**Set exercise**
Rewrite the lines below, from the one containing "the black dress" through the last line, inclusive, with the requests kept. Multiply every coordinate in the answers by 0.55 and round to whole numbers, halves up, leaving the requests and their sample coordinates unchanged.

**Information provided**
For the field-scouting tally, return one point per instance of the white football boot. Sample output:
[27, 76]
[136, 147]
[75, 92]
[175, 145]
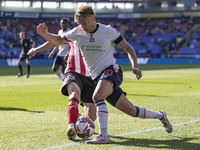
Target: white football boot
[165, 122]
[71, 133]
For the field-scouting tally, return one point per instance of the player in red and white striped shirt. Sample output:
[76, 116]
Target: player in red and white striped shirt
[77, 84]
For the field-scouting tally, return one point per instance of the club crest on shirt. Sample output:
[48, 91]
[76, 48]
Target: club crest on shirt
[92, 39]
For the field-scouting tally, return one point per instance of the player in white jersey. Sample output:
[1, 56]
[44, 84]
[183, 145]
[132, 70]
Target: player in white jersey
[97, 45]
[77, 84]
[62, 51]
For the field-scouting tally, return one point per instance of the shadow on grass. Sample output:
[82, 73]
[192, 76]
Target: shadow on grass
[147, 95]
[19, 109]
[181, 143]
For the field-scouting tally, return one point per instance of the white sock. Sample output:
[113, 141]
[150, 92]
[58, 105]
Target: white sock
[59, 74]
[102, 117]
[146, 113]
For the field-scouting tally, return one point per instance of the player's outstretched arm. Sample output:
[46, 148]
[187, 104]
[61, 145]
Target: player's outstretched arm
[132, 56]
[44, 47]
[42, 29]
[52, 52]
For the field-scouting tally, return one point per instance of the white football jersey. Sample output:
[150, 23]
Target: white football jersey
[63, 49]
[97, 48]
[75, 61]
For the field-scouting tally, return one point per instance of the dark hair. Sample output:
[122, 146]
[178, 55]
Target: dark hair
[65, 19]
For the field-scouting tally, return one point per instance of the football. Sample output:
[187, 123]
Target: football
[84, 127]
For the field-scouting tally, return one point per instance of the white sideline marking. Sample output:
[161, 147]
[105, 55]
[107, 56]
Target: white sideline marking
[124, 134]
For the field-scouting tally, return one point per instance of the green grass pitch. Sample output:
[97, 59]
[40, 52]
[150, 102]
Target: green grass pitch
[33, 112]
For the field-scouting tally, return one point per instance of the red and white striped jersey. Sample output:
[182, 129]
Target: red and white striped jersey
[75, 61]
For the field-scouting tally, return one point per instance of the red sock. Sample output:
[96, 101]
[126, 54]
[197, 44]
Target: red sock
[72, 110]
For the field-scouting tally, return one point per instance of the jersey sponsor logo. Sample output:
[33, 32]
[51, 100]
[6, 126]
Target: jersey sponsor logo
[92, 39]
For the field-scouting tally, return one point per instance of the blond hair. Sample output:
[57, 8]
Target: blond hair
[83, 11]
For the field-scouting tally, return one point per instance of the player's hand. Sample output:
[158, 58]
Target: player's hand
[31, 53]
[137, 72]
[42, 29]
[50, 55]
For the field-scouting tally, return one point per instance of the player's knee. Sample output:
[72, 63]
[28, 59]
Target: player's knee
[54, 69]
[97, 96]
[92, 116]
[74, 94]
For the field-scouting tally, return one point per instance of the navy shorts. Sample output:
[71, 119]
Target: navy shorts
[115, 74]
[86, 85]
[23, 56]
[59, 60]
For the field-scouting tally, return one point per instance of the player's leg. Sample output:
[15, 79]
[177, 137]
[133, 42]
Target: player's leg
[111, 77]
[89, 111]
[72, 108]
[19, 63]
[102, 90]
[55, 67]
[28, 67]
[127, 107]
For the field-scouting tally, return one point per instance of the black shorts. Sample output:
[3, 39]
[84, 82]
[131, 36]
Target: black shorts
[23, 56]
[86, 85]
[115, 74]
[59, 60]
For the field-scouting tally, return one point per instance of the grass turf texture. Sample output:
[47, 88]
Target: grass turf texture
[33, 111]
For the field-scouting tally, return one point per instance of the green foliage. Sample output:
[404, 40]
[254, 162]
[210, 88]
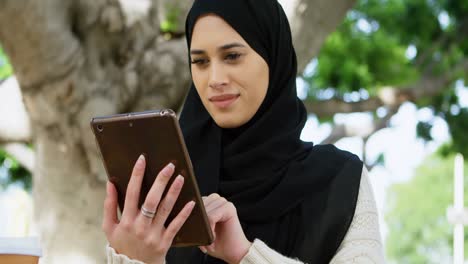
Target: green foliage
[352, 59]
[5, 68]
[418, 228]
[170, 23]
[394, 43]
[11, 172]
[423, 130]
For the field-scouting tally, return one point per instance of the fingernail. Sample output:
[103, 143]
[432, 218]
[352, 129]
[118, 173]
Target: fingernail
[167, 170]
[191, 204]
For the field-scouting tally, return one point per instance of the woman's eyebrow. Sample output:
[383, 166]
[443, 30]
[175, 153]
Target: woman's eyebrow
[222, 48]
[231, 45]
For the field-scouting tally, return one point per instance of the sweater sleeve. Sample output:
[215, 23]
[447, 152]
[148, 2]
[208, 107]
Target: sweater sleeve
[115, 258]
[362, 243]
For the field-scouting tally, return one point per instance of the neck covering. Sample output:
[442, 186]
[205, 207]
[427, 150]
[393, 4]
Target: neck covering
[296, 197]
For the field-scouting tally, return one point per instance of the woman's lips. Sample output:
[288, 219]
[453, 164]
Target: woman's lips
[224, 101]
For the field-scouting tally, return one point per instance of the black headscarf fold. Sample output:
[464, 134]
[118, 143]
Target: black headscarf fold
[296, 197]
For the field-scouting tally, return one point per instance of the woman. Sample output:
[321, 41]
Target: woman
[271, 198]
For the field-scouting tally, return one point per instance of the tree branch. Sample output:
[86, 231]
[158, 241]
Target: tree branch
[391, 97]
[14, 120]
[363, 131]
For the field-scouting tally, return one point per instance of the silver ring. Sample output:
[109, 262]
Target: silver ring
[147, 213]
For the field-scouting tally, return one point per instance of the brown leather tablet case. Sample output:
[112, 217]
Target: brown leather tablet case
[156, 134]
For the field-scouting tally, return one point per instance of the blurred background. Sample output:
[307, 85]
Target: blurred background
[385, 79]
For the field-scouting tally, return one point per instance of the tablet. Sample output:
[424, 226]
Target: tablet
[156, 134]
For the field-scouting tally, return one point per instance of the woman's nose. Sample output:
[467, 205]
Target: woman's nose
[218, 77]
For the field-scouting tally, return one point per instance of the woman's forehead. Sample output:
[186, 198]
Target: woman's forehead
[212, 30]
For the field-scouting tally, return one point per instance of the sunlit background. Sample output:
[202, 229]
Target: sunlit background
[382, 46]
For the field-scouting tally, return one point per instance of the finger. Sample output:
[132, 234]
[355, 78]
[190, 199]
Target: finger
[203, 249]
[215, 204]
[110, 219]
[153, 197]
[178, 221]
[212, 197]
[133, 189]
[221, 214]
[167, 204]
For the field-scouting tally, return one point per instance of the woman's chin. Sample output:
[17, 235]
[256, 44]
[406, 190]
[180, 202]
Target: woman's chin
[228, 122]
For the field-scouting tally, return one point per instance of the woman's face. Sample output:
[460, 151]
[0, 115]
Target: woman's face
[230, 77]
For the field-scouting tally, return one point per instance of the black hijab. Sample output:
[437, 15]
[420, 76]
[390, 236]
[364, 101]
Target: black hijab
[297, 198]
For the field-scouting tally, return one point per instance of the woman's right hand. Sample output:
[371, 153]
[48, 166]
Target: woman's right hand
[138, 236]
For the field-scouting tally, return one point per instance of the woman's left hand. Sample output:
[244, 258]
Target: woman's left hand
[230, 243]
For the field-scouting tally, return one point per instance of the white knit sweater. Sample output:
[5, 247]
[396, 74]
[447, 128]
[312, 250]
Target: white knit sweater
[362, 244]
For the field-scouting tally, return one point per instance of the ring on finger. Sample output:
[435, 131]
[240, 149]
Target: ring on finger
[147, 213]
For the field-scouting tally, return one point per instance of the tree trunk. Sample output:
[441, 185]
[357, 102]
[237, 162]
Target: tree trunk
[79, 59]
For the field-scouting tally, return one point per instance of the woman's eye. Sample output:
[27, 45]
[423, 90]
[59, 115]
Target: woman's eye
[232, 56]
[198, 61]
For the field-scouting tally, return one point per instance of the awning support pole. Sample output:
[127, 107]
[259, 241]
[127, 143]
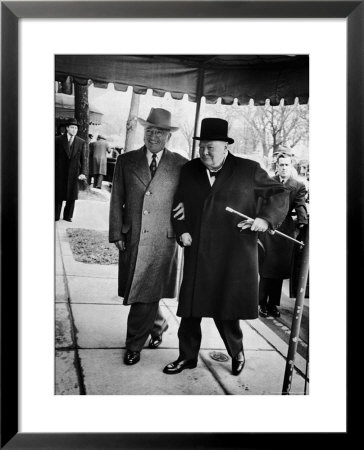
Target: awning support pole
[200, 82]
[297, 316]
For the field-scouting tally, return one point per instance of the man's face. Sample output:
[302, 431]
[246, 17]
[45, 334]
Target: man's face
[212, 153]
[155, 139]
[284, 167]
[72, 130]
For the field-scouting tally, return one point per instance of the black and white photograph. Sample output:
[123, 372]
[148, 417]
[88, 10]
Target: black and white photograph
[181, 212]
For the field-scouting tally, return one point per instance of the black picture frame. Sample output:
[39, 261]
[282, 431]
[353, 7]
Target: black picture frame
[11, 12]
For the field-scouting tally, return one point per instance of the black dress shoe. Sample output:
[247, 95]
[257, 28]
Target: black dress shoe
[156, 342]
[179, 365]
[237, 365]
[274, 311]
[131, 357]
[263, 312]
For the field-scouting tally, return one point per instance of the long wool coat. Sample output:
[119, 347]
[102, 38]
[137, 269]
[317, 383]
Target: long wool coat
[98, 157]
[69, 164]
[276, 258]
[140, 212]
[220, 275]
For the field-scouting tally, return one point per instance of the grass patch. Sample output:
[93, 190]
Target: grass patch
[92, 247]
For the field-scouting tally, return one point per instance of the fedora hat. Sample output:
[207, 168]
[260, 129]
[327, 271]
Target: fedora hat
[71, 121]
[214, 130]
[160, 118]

**Exercise solution**
For the field-scouting tally, return one point per instance of the black dress shoe. Sample output:
[247, 95]
[257, 28]
Target: black dress shoe
[86, 188]
[98, 201]
[130, 201]
[151, 171]
[72, 196]
[145, 172]
For the field-scouting tally, return one point per instance of the long wool coat. Sample output:
[119, 347]
[102, 38]
[137, 269]
[317, 383]
Target: long wool coat
[54, 86]
[38, 90]
[152, 142]
[77, 117]
[121, 151]
For the field-scouting tally, return one point per instance of the grass patch. Sample output:
[93, 190]
Target: grass patch
[51, 136]
For the field-scouting tally, return one point per instance of the fedora hat. Sample output:
[207, 168]
[260, 129]
[327, 271]
Target: fedora hat
[39, 67]
[118, 72]
[88, 65]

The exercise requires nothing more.